> [What you are asked to do]: An exact restatement of the data below, with the pictures removed, is the required answer.

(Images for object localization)

BEGIN

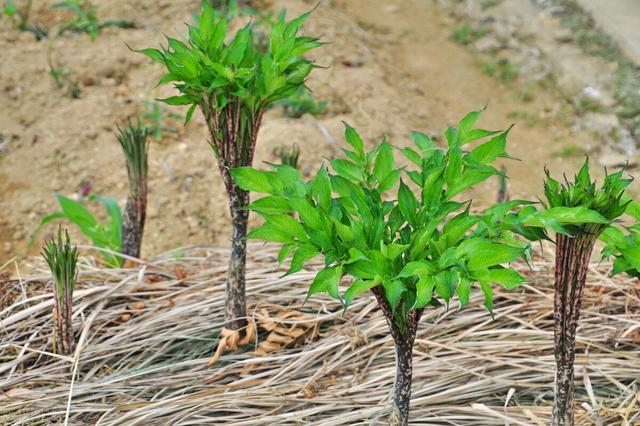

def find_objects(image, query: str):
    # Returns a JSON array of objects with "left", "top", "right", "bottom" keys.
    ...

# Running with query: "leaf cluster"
[
  {"left": 522, "top": 158, "right": 633, "bottom": 236},
  {"left": 233, "top": 109, "right": 534, "bottom": 327},
  {"left": 116, "top": 120, "right": 151, "bottom": 189},
  {"left": 41, "top": 227, "right": 78, "bottom": 300},
  {"left": 136, "top": 1, "right": 322, "bottom": 121}
]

END

> [Exercise response]:
def find_objects(image, query: str):
    # Returns a JSON array of objects with "left", "top", "right", "bottom" keys.
    ...

# Running with query: "leaf cluster"
[
  {"left": 522, "top": 158, "right": 633, "bottom": 236},
  {"left": 233, "top": 109, "right": 534, "bottom": 327},
  {"left": 116, "top": 120, "right": 151, "bottom": 189},
  {"left": 41, "top": 227, "right": 78, "bottom": 300},
  {"left": 136, "top": 1, "right": 322, "bottom": 121}
]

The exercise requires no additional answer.